* EXERCISE DESCRIPTION: Please count the lines in the data below that contain the string "distant", treating uppercase and lowercase as distinct, and reply with the number alone.

(Records)
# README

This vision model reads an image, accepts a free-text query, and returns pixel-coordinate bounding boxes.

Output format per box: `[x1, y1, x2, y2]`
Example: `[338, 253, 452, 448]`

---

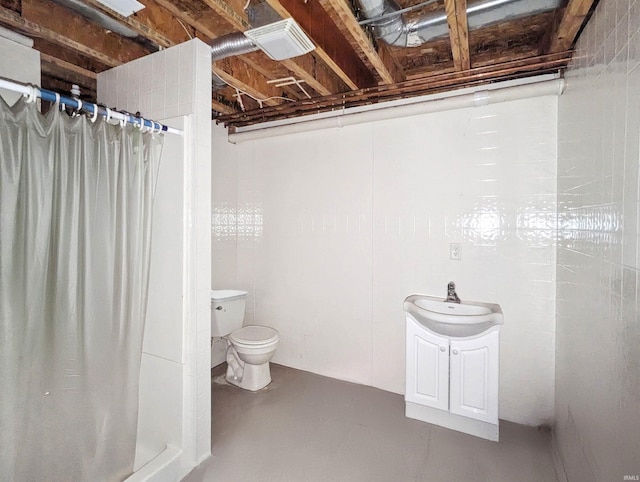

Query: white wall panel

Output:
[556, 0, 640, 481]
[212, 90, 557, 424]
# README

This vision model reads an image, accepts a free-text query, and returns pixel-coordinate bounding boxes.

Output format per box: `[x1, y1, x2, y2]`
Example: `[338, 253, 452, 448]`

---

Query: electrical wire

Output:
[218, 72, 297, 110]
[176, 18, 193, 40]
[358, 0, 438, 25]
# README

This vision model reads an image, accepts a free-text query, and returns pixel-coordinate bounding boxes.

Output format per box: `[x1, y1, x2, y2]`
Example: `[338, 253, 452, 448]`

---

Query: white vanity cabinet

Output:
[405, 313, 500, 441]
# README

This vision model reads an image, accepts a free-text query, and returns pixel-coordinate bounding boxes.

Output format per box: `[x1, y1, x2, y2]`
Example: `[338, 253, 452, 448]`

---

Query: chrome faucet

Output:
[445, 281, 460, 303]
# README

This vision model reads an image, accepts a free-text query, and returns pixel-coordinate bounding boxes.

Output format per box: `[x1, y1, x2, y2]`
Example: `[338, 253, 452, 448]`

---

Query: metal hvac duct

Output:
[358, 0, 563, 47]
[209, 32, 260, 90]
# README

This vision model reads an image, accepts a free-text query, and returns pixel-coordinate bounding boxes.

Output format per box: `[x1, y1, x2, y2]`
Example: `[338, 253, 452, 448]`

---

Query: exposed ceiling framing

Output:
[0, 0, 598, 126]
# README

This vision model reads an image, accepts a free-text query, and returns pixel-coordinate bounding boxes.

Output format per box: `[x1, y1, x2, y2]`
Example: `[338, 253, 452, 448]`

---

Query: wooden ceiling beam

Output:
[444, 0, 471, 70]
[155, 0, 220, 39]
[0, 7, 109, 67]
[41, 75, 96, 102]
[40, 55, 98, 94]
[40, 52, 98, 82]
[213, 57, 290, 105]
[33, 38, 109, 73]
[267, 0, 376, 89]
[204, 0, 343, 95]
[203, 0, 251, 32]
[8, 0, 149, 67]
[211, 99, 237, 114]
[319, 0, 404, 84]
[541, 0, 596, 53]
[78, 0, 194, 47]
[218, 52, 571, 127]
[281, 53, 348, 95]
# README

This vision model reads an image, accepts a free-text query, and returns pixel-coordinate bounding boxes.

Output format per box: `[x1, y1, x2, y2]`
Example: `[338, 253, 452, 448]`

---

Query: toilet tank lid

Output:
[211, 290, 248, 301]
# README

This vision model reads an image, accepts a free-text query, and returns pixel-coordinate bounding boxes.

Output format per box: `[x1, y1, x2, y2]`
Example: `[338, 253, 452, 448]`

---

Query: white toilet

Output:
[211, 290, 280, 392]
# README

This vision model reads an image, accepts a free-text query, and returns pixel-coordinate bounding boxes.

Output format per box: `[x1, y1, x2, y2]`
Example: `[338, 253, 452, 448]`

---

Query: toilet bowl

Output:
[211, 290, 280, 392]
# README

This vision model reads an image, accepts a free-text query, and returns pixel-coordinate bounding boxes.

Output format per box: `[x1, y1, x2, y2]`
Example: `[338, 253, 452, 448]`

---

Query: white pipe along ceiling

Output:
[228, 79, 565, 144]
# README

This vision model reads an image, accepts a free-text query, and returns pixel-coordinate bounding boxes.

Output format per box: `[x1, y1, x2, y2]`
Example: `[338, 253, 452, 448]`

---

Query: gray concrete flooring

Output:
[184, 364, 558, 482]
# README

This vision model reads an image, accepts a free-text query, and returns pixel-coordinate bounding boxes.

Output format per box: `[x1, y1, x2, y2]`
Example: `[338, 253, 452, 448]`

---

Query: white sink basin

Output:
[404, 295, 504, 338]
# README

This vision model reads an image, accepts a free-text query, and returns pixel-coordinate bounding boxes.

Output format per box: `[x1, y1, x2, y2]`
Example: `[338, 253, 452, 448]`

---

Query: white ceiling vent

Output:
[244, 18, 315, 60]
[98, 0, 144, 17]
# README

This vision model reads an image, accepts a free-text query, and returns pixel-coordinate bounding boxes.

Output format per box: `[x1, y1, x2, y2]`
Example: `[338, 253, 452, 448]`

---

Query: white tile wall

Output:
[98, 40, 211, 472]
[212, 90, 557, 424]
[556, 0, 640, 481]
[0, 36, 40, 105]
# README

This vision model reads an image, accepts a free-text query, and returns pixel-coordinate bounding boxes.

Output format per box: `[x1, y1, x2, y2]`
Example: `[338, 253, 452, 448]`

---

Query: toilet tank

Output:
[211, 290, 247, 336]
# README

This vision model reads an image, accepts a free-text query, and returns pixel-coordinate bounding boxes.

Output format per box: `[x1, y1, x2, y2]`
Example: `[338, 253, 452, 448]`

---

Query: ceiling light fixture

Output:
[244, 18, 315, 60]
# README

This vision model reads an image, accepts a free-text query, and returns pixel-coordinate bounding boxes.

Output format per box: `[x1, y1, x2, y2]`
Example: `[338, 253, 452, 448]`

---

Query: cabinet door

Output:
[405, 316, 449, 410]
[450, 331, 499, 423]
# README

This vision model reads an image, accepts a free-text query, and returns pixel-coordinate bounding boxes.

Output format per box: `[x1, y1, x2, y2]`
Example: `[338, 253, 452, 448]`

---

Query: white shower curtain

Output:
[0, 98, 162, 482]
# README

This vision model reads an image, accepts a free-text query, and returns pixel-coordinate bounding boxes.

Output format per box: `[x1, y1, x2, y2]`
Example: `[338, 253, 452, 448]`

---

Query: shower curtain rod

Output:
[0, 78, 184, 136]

* * *

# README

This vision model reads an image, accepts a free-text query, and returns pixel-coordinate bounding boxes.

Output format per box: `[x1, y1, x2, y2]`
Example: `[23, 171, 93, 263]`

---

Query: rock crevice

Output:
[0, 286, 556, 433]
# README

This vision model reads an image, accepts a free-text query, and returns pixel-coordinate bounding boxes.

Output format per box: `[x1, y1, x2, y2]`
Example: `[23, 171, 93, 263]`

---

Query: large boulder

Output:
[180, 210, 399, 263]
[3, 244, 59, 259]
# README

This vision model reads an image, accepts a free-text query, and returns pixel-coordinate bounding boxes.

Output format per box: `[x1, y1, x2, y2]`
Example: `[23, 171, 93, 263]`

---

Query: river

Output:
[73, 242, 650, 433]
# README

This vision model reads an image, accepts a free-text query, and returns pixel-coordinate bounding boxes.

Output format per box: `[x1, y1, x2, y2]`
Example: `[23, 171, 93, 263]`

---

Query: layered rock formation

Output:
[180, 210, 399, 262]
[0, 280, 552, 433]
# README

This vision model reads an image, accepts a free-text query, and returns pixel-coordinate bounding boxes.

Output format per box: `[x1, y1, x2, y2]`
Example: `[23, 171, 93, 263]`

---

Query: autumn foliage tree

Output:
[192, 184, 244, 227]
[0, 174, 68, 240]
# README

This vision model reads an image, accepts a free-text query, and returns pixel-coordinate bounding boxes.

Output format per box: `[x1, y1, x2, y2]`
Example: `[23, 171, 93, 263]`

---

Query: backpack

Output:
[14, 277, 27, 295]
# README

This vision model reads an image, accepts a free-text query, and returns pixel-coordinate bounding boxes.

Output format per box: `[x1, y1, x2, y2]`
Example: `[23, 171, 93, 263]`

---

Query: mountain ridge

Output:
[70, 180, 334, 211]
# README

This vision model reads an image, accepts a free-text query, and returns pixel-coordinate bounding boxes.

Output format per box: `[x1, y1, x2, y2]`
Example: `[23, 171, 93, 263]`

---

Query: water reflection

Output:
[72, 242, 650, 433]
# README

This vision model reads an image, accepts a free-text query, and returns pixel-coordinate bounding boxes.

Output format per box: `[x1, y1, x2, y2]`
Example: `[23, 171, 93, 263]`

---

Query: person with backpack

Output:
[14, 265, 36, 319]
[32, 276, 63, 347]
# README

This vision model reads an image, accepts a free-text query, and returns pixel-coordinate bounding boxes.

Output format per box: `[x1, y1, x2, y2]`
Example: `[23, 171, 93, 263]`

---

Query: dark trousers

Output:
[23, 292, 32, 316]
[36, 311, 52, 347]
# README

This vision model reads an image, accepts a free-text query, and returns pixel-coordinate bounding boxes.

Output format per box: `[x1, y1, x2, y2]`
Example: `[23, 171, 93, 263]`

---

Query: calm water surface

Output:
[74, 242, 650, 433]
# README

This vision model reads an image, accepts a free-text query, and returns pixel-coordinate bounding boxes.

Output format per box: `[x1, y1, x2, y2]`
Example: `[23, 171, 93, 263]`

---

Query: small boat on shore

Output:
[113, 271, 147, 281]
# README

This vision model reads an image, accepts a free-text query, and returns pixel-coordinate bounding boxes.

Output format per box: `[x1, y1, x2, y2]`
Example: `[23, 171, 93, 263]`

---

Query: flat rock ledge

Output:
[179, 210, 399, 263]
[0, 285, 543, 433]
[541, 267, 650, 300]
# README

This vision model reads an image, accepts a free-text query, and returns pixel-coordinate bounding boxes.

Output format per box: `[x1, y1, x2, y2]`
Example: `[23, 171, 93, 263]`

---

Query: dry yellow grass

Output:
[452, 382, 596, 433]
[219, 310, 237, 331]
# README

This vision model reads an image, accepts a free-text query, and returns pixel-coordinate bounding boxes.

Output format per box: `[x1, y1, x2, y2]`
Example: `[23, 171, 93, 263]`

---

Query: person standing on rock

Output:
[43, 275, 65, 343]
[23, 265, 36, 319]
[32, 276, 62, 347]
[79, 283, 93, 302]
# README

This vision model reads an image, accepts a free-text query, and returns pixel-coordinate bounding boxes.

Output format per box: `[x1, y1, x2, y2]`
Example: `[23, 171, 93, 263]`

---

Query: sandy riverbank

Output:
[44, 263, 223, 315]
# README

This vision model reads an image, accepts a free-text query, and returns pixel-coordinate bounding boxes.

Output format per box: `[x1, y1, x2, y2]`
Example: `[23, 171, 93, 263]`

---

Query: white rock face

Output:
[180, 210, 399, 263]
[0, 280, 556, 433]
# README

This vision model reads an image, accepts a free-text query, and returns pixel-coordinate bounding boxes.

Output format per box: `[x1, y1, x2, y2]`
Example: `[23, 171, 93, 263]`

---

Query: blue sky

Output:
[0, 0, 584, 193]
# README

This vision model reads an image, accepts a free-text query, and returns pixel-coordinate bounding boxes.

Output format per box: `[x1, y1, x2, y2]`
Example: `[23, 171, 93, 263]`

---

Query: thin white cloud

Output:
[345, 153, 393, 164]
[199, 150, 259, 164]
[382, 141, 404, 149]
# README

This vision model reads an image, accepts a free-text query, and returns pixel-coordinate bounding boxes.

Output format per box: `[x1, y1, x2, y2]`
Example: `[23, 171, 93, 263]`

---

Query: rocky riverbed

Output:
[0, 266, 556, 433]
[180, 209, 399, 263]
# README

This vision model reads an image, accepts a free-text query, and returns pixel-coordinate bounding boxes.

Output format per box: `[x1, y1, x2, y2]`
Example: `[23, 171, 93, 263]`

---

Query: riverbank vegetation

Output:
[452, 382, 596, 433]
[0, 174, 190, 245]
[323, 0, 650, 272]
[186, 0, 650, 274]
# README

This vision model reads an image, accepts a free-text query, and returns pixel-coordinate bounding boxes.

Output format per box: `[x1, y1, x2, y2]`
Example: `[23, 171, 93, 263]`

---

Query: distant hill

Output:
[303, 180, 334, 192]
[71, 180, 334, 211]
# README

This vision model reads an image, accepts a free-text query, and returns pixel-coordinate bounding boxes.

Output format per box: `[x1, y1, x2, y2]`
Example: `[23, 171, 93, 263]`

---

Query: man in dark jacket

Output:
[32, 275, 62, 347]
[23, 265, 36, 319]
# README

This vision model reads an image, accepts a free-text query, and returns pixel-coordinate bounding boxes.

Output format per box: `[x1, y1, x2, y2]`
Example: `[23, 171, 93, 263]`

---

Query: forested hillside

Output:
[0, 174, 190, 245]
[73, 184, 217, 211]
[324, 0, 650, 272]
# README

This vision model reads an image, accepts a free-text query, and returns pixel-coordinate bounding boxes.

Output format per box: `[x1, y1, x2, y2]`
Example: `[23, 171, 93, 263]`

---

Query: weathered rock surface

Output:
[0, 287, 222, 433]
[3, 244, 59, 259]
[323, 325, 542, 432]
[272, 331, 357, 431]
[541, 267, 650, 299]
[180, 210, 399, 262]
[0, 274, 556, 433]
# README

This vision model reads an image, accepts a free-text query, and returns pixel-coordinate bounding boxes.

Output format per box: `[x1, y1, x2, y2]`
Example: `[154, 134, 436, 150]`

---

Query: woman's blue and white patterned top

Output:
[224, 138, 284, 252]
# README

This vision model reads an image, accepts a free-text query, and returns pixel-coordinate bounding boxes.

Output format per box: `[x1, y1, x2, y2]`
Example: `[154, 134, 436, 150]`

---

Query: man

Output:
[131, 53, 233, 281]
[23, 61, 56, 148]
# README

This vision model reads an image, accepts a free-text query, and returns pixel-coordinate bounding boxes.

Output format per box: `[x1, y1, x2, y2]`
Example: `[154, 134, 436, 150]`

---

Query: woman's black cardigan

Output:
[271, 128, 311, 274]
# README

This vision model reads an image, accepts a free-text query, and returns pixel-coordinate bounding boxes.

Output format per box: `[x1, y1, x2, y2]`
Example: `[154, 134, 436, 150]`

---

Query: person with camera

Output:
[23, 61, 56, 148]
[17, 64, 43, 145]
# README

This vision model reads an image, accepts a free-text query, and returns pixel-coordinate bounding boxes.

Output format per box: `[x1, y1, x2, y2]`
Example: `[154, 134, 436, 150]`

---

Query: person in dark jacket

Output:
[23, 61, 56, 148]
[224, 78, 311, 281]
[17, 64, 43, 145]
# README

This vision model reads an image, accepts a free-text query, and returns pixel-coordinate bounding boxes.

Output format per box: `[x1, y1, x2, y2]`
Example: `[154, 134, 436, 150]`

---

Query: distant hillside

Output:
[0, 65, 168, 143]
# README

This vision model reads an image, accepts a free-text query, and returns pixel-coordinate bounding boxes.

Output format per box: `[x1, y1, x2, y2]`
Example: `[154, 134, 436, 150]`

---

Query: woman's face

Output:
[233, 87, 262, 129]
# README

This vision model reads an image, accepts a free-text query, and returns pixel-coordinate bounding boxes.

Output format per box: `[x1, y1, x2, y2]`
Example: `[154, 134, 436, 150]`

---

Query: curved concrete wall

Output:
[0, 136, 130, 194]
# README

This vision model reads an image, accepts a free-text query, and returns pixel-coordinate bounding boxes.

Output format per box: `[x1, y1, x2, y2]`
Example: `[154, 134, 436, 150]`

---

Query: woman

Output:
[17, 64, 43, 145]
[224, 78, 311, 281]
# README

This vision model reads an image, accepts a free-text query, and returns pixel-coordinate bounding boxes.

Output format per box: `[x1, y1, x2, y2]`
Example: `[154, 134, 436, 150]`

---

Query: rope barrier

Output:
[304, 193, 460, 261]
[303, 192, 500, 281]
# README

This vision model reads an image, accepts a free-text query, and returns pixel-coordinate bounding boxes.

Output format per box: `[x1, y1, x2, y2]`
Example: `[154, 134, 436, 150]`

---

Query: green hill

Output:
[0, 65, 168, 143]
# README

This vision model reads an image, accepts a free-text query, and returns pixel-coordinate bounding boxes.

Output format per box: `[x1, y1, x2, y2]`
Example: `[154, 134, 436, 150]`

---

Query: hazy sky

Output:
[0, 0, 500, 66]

* RESPONSE TO THE EXERCISE: 2